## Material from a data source
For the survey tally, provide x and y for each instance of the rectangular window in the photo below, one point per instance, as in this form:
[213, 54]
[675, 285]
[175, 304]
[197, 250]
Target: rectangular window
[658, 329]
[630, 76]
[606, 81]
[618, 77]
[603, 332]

## WRITTEN TASK
Copy the material above word for word, keeping every line and its order.

## SOLVED EXERCISE
For the survey tally, provide x and y for each instance of the rectangular window in the photo below, one point per instance, as in this form:
[213, 54]
[675, 285]
[175, 304]
[197, 250]
Target: rectangular window
[658, 329]
[630, 76]
[606, 81]
[618, 77]
[603, 332]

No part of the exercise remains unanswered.